[Stored records]
===============

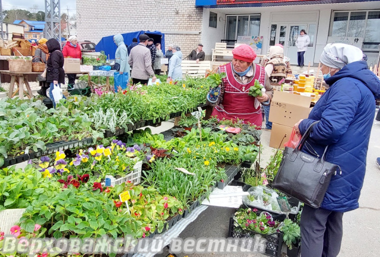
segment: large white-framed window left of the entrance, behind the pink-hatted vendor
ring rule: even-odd
[[[258,36],[260,31],[260,14],[226,15],[224,40],[234,45],[237,36]]]

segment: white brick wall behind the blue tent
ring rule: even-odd
[[[202,15],[195,0],[76,0],[76,35],[97,43],[117,33],[159,30],[165,33],[166,49],[176,44],[184,57],[200,42]]]

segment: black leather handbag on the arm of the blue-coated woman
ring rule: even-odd
[[[317,122],[319,121],[313,122],[307,128],[295,149],[285,146],[272,183],[272,187],[314,208],[320,207],[331,176],[336,174],[337,168],[340,169],[338,165],[324,160],[327,146],[320,159],[299,150],[302,149]]]

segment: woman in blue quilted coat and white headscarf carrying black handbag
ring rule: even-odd
[[[361,58],[362,52],[355,46],[327,44],[320,62],[323,78],[330,87],[308,118],[294,125],[303,134],[312,122],[319,120],[307,141],[319,156],[328,145],[325,160],[341,168],[341,173],[332,176],[321,207],[305,205],[302,210],[301,256],[336,256],[342,238],[343,212],[359,207],[375,113],[374,95],[380,94],[380,80]],[[310,152],[313,150],[302,149],[315,154]]]

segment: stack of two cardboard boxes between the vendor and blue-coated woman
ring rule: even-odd
[[[274,91],[269,112],[269,121],[272,122],[270,147],[284,147],[283,144],[289,140],[294,124],[308,117],[311,110],[310,102],[309,96]]]

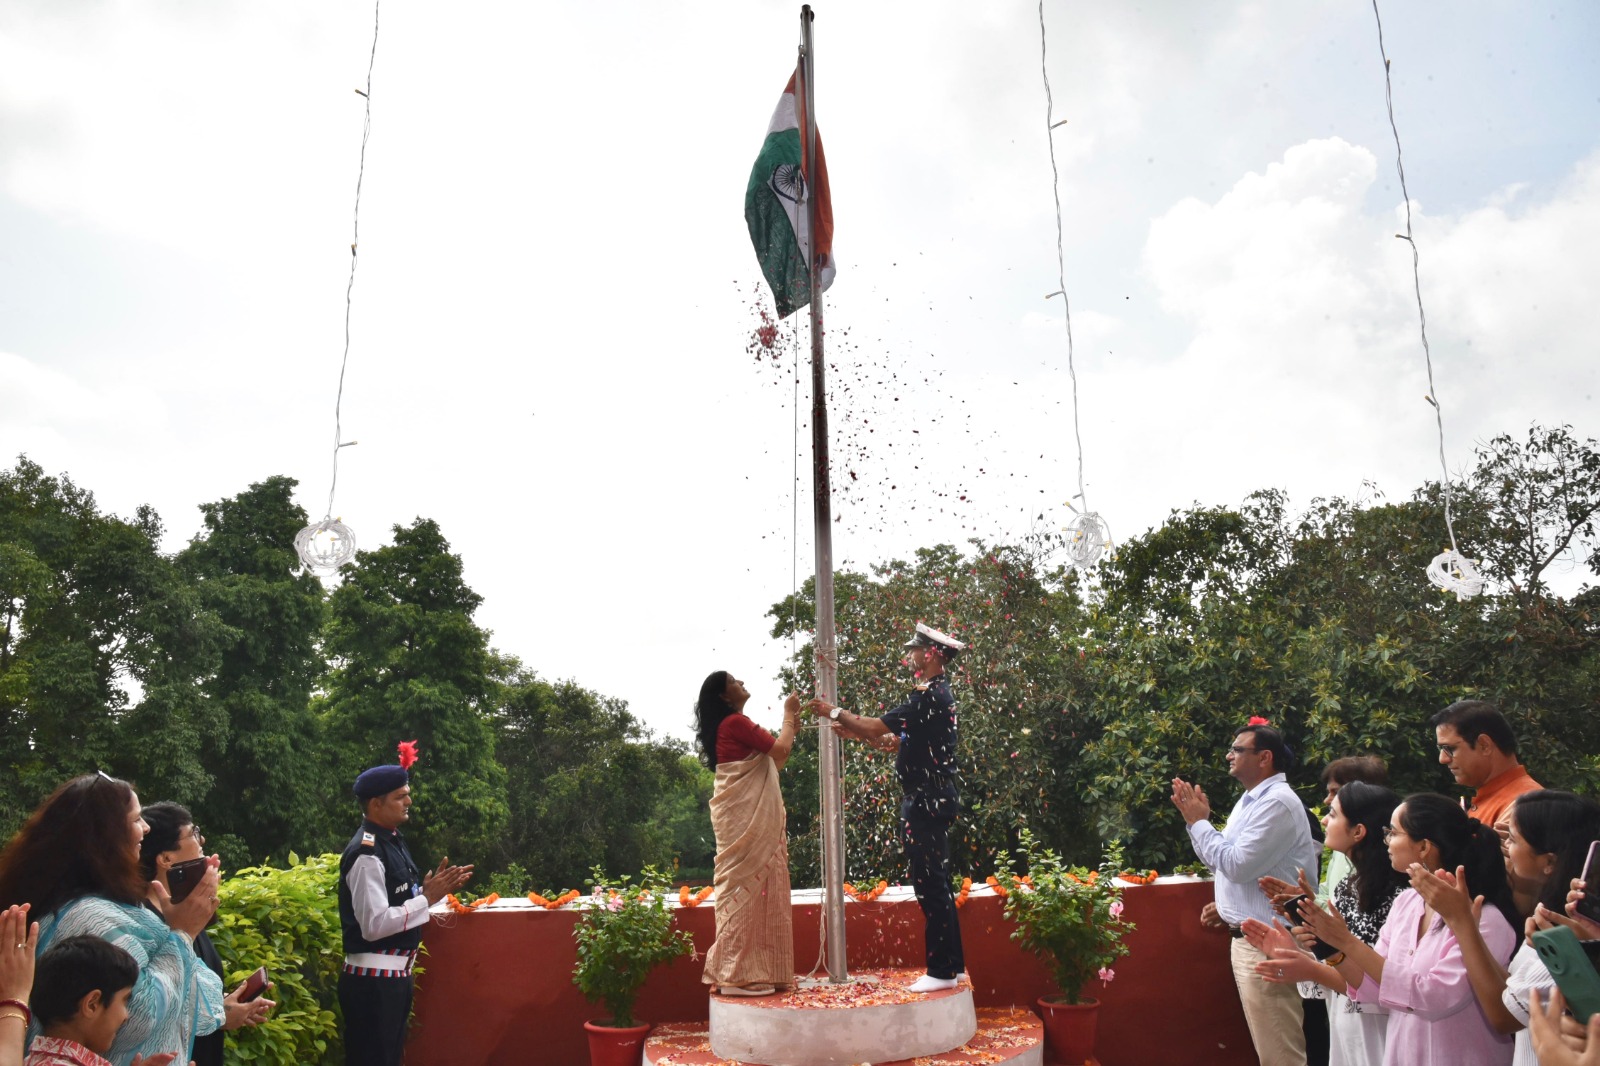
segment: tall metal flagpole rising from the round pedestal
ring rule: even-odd
[[[800,8],[798,96],[800,144],[805,166],[816,166],[816,98],[811,67],[811,5]],[[827,469],[827,383],[822,362],[822,287],[816,261],[816,197],[811,173],[805,174],[806,256],[811,277],[811,499],[816,517],[816,687],[818,695],[838,704],[838,658],[834,650],[834,506]],[[822,775],[822,917],[827,930],[827,980],[848,981],[845,965],[845,820],[840,802],[838,736],[826,725],[818,730],[818,762]]]

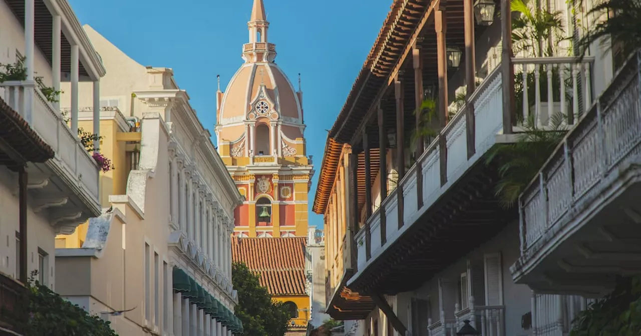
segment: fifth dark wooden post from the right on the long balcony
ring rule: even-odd
[[[401,73],[401,72],[399,72]],[[403,186],[401,180],[405,176],[405,111],[403,108],[403,83],[399,75],[394,80],[394,94],[396,98],[396,150],[397,150],[397,172],[398,181],[396,185],[396,195],[398,197],[398,227],[403,227]]]

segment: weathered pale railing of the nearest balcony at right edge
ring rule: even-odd
[[[610,87],[579,117],[520,197],[521,255],[533,255],[576,216],[578,204],[595,200],[612,172],[641,148],[641,88],[635,55]],[[543,239],[545,238],[545,239]]]

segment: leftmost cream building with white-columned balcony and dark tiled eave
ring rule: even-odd
[[[32,271],[56,289],[56,234],[101,214],[99,166],[78,136],[77,106],[79,82],[94,86],[91,105],[105,69],[65,0],[1,1],[0,45],[0,296],[13,307]],[[71,82],[69,124],[61,81]]]

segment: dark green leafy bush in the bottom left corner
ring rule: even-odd
[[[17,305],[12,316],[15,326],[25,336],[117,336],[108,321],[92,316],[83,308],[64,300],[49,287],[35,281],[31,273],[27,284],[28,305]]]

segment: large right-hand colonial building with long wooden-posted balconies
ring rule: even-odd
[[[329,132],[315,198],[326,311],[349,321],[345,335],[450,336],[466,321],[481,335],[566,335],[612,273],[638,268],[625,200],[639,56],[617,64],[597,43],[574,57],[589,6],[543,7],[565,38],[537,51],[512,38],[506,0],[392,4]],[[519,204],[501,205],[502,161],[488,154],[555,115],[571,130]]]

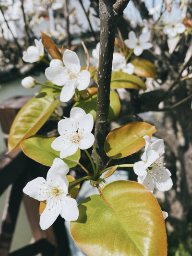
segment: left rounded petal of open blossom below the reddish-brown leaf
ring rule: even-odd
[[[49,81],[55,85],[65,85],[69,81],[69,75],[66,68],[57,66],[57,67],[48,67],[45,70],[45,76]]]

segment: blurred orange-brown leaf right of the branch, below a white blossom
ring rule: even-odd
[[[134,65],[134,73],[143,77],[156,77],[156,68],[150,61],[144,59],[134,59],[131,61]]]

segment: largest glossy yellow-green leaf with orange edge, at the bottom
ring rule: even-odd
[[[142,184],[115,181],[79,206],[71,222],[75,243],[87,256],[167,256],[161,208]]]

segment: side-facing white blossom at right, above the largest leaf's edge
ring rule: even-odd
[[[152,193],[154,188],[168,191],[173,183],[170,171],[161,163],[161,156],[165,153],[163,140],[159,139],[151,144],[149,136],[144,136],[144,139],[146,144],[142,161],[136,162],[133,166],[134,172],[138,175],[138,183],[143,184]]]

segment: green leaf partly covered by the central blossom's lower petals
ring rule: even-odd
[[[22,150],[24,154],[27,155],[29,158],[34,159],[35,161],[51,166],[53,160],[55,158],[60,158],[60,152],[54,150],[51,147],[51,143],[56,139],[56,137],[46,137],[43,135],[35,135],[21,143]],[[70,167],[74,167],[77,163],[72,162],[68,159],[79,161],[81,157],[81,151],[78,148],[77,152],[72,156],[67,158],[63,158],[62,160]]]

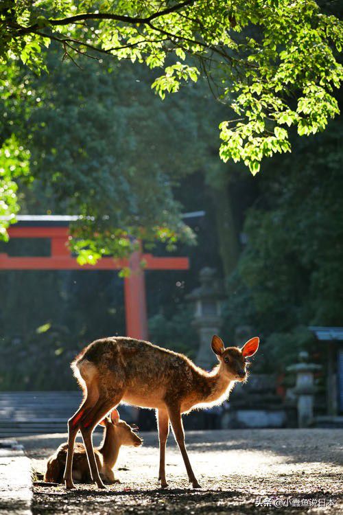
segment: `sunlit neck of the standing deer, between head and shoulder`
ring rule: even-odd
[[[228,398],[235,382],[224,373],[222,365],[217,365],[211,372],[202,371],[196,385],[198,404],[213,406]]]

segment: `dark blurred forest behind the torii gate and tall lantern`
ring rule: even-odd
[[[307,326],[342,325],[340,121],[308,138],[294,135],[292,154],[263,161],[254,177],[218,159],[227,108],[213,102],[204,78],[162,102],[139,65],[106,56],[78,62],[82,69],[50,49],[48,76],[22,70],[25,102],[2,95],[2,137],[15,127],[40,176],[21,183],[21,214],[80,214],[80,196],[84,213],[91,198],[117,220],[161,213],[178,223],[180,213],[202,210],[185,219],[183,240],[152,249],[188,255],[191,268],[146,273],[151,341],[195,356],[185,295],[200,269],[213,266],[226,290],[222,337],[233,342],[241,325],[259,334],[256,370],[283,371],[300,349],[320,360]],[[48,249],[13,240],[0,252]],[[76,387],[68,363],[78,350],[125,332],[122,281],[103,271],[1,272],[0,388]]]

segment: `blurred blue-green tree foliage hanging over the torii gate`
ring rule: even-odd
[[[23,70],[16,76],[29,108],[16,98],[2,106],[31,152],[38,212],[80,215],[71,246],[81,264],[126,257],[138,238],[170,248],[176,239],[191,243],[172,195],[178,177],[198,165],[196,118],[187,104],[158,110],[143,70],[126,63],[113,70],[108,59],[85,59],[80,71],[51,51],[47,65],[44,78]]]

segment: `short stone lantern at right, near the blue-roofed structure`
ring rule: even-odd
[[[287,367],[289,372],[296,373],[296,386],[292,393],[297,397],[298,426],[309,427],[314,422],[314,372],[320,370],[320,365],[308,363],[309,353],[299,352],[299,363]]]

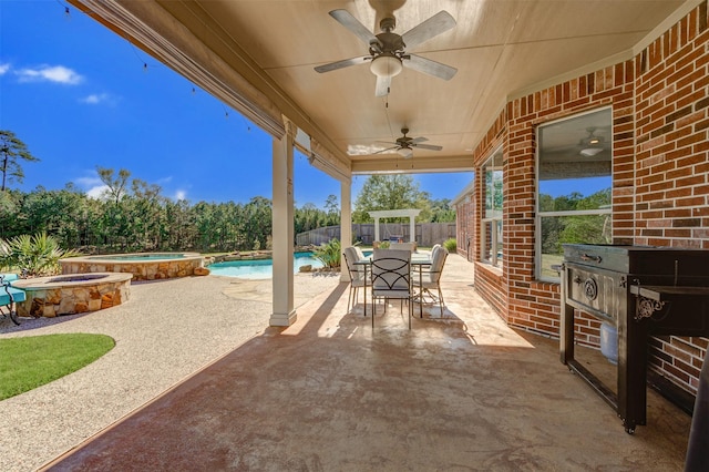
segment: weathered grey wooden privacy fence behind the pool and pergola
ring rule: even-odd
[[[414,240],[419,246],[431,247],[434,244],[442,244],[446,239],[455,239],[455,223],[417,223]],[[381,240],[390,240],[397,237],[409,242],[409,223],[380,223],[379,238]],[[332,238],[340,239],[339,226],[326,226],[322,228],[311,229],[306,233],[296,235],[296,244],[298,246],[319,246]],[[352,242],[361,242],[371,245],[374,240],[373,223],[352,224]]]

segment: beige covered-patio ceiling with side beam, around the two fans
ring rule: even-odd
[[[630,59],[655,29],[698,0],[70,0],[131,38],[198,86],[251,113],[282,113],[353,173],[472,168],[472,148],[512,98]],[[368,63],[314,70],[362,57],[367,45],[328,12],[349,11],[374,33],[393,16],[402,34],[441,10],[456,25],[407,52],[452,65],[450,80],[404,68],[389,95],[374,96]],[[198,73],[197,73],[198,71]],[[248,109],[242,106],[240,111]],[[247,110],[248,112],[248,110]],[[413,158],[374,154],[402,127],[442,151]],[[578,142],[583,136],[569,136]],[[363,153],[353,155],[354,152]]]

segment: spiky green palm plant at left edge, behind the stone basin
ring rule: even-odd
[[[62,249],[59,242],[47,233],[0,239],[0,269],[14,268],[28,276],[58,274],[59,259],[80,255],[74,249]]]

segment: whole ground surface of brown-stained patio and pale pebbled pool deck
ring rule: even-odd
[[[411,330],[398,304],[372,330],[361,306],[347,314],[347,284],[311,275],[296,277],[297,322],[268,328],[269,281],[244,284],[136,284],[129,304],[29,332],[117,343],[2,402],[0,469],[682,470],[687,414],[648,390],[648,424],[627,434],[558,341],[502,322],[460,256],[446,318]]]

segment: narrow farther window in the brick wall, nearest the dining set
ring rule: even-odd
[[[502,264],[502,150],[497,150],[483,164],[485,178],[485,208],[483,211],[481,255],[484,263]]]

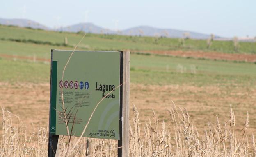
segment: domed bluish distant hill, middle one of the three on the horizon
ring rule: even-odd
[[[75,24],[72,26],[68,27],[61,27],[57,29],[57,31],[67,31],[67,32],[87,32],[87,33],[96,33],[96,34],[116,34],[117,32],[111,31],[109,29],[104,29],[102,27],[98,27],[92,23],[80,23],[80,24]]]

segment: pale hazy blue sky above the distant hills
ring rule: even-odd
[[[147,25],[256,36],[256,0],[3,0],[0,18],[27,18],[52,28],[92,22],[114,30]]]

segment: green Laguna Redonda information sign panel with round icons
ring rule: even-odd
[[[119,115],[122,105],[122,52],[52,50],[50,133],[81,136],[95,106],[83,137],[120,139]],[[62,72],[64,71],[63,80]],[[63,91],[63,99],[62,99]],[[111,92],[112,91],[112,92]],[[111,93],[110,93],[111,92]],[[109,95],[107,95],[110,93]],[[62,100],[64,100],[64,110]]]

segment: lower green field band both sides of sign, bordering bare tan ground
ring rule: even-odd
[[[256,64],[131,55],[130,80],[139,84],[254,86]],[[49,82],[50,64],[1,58],[0,82]]]

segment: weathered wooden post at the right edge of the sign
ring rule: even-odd
[[[130,99],[130,52],[124,51],[123,53],[123,85],[122,88],[122,106],[120,117],[120,140],[118,140],[117,156],[129,156],[129,99]],[[122,69],[121,69],[122,70]]]

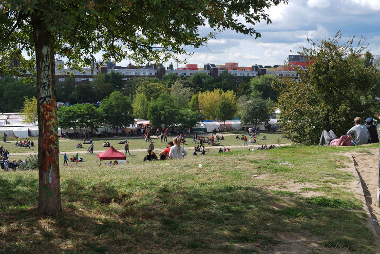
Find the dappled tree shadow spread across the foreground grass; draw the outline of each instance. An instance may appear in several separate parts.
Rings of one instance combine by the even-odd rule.
[[[2,181],[0,190],[24,185],[22,179]],[[137,198],[134,190],[123,192],[112,183],[63,182],[64,209],[58,216],[40,216],[31,208],[2,210],[0,250],[259,253],[280,244],[282,233],[294,232],[318,236],[322,247],[374,253],[366,216],[353,200],[284,197],[222,183],[220,187],[173,184],[152,187]],[[18,194],[31,199],[26,205],[36,203],[32,194]],[[4,199],[10,205],[16,195],[3,197],[2,203]]]

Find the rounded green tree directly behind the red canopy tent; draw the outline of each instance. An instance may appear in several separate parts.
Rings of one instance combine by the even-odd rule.
[[[114,91],[103,99],[98,110],[101,112],[104,123],[114,129],[134,122],[130,98],[119,91]]]

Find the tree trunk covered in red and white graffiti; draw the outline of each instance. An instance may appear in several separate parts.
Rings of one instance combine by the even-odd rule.
[[[37,112],[39,121],[39,205],[43,214],[62,210],[56,116],[54,38],[44,21],[32,17],[37,68]]]

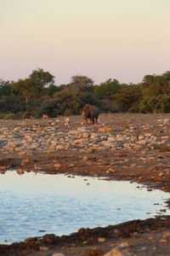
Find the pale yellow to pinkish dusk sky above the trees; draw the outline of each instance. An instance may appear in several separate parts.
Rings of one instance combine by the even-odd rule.
[[[0,79],[38,67],[139,83],[170,70],[170,0],[0,0]]]

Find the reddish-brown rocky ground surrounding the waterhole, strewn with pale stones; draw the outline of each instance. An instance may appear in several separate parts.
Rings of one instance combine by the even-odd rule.
[[[101,114],[98,125],[84,125],[80,116],[0,120],[0,172],[105,176],[169,192],[169,128],[170,114]],[[71,236],[29,238],[1,245],[0,255],[169,255],[169,228],[165,215]]]

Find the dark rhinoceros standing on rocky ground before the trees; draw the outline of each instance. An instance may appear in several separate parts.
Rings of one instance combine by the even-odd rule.
[[[84,108],[82,108],[82,118],[86,120],[88,124],[88,119],[91,120],[94,124],[98,122],[99,117],[99,108],[94,105],[86,104]]]

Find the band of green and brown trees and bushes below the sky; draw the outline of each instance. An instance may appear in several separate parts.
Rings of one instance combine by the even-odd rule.
[[[42,68],[26,79],[0,79],[0,119],[75,115],[86,103],[98,106],[100,113],[170,113],[170,71],[145,75],[139,84],[117,79],[94,84],[93,79],[76,75],[71,83],[56,85],[54,76]]]

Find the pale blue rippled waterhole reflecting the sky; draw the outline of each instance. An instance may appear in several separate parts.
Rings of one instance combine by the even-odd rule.
[[[67,235],[82,227],[104,227],[160,214],[169,193],[137,186],[97,177],[0,174],[0,243],[51,233]]]

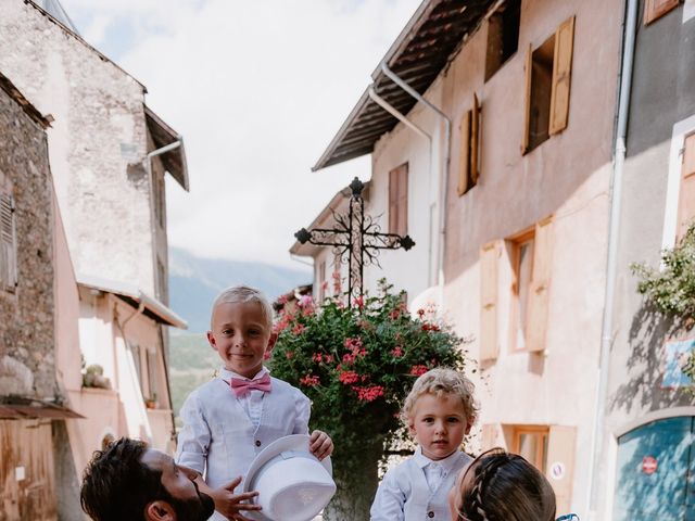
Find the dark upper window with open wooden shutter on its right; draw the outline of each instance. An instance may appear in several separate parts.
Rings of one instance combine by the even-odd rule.
[[[526,62],[526,125],[522,151],[530,152],[567,128],[574,17],[564,22]]]

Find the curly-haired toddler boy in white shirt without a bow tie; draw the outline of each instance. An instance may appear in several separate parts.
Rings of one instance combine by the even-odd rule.
[[[462,373],[432,369],[415,381],[402,417],[418,447],[383,476],[371,521],[451,520],[447,495],[472,460],[460,444],[477,414],[473,384]]]

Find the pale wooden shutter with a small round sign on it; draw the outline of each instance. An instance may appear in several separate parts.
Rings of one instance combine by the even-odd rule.
[[[577,428],[551,425],[545,475],[555,491],[558,512],[569,511],[574,476],[576,445]]]

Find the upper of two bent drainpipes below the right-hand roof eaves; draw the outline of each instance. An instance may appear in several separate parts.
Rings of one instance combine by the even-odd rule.
[[[438,250],[438,285],[440,293],[440,306],[442,309],[444,308],[444,239],[446,236],[446,188],[448,187],[448,164],[451,161],[451,136],[452,136],[452,120],[451,118],[444,114],[438,106],[430,103],[426,100],[417,90],[406,84],[400,76],[397,76],[393,71],[389,68],[389,66],[383,62],[381,64],[381,71],[386,74],[391,80],[405,90],[408,94],[415,98],[417,101],[422,103],[432,110],[438,116],[440,116],[444,120],[444,165],[442,168],[442,173],[440,175],[440,200],[439,200],[439,228],[440,228],[440,238],[439,238],[439,250]]]

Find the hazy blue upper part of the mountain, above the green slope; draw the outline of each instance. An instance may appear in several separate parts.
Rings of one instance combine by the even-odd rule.
[[[243,283],[258,288],[275,300],[311,280],[308,267],[291,269],[264,263],[202,258],[180,247],[169,247],[169,307],[188,322],[188,333],[207,331],[210,306],[225,288]]]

===============

> [Aim of the task]:
Where the string "brown" occurs in the data, return the whole line.

> [Task answer]:
segment: left rounded petal of open blossom below the reddish-brown leaf
segment: blurred orange-brown leaf right of the branch, below a white blossom
segment: whole ground surface of brown-stained patio and pale pebbled pool deck
Find the reddish-brown rocky ground surrounding the waterhole, strewn with pale stones; draw the outline of each instance. An instance may appear in several separate parts.
Find the band of green and brown trees and bushes below the sky; draw the outline of each instance. An instance may appear in several separate parts.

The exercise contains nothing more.